Page =

------------------------------

# Tadmarton Heath Golf Club



## Tiger (May 13, 2012)

So here it is, the hidden gem from GM's top 100 list that I played with the guys from FootJoy and Golf Monthly. A classic course with a traditional style layout, we played off the white tees with a yardage just shy of 6,000 yards but with strong winds, and in places some small greens, scoring can be tricky. The wind was certainly out in force on the day we played, although I'd admit that to those north of the border it would have been merely a trifling breeze. With a hilly layout there are some parts of the course that are more exposed than others, but I must say I was stunned by the condition of the course. Given the fact that the rest of Oxfordshire was saturated, Tadmarton Heath was in fantastic condition. 

The 2nd hole sweeps around a slight right to left bend into a dip, which adds valuable yards to your drive, reducing your pitch into the elevated green. The greens at Tadmarton were in wonderful nick, but it was clear that the recent rain had slowed them down. I imagine in the height of summer they would be slick and fast.

The 6th hole was the next to grab my attention with a fairway that runs away to the right with a bunker strategically positioned to catch shots that drift/run in that direction. However, try to keep the ball to the left and there are some mature trees that will block your view or stunt your progress. You then play your next uphill from a sloping lie with the ball below your feet. Naturally this will promote a left to right shot shape but a deep, wooden slat fronted bunker awaits if you have too much fade. However, if the pin is positioned on the right of the green be warned that the green slopes significantly from the right down to the left. Most definitely a risk/reward decision.

------------------------------

What to work on =
1) Reproduce the Tadmarton Heath golf review word for word, from "# Tadmarton Heath" to "in fantastic condition.".
2) Pick up the Tadmarton Heath golf review after its final sentence and keep writing it.

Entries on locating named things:
------------------------------

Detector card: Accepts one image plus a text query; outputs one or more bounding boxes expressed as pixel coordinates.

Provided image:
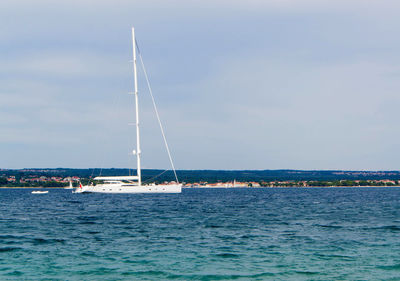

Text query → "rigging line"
[135,40,179,184]
[91,89,121,178]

------------------------------

Answers by task =
1)
# Tadmarton Heath Golf Club



## Tiger (May 13, 2012)

So here it is, the hidden gem from GM's top 100 list that I played with the guys from FootJoy and Golf Monthly. A classic course with a traditional style layout, we played off the white tees with a yardage just shy of 6,000 yards but with strong winds, and in places some small greens, scoring can be tricky. The wind was certainly out in force on the day we played, although I'd admit that to those north of the border it would have been merely a trifling breeze. With a hilly layout there are some parts of the course that are more exposed than others, but I must say I was stunned by the condition of the course. Given the fact that the rest of Oxfordshire was saturated, Tadmarton Heath was in fantastic condition.

2)
You then move on to my favourite hole on the course the deceptive par 3 7th. Playing across a deep significant dip, you are sheltered from the wind that toys with your ball, perhaps in a similar way to tee shots at the famous 12th at Augusta. Club selection is a challenge with the green sloping back to front and a host of bunkers awaiting the balls that roll off the front edge, a problem likely to be more in force when the greens are at their quickest. As you walk down to the the valley before climbing back up to the hole you are greeted by a wonderful modern damn with the water trickling down like a little waterfall to the course reservoir below. A beautiful and clever piece of course design.

The 10th is a pretty little par 3 with a maze of gorse bushes in front of the green that is slightly raised. Now you have reached the turn the course gets a lot tighter, with more gorse coming into play. As a consequence it does get a little fiddly in places, and it does at times feel a little claustrophobic, but this is the only slight against this delightful course.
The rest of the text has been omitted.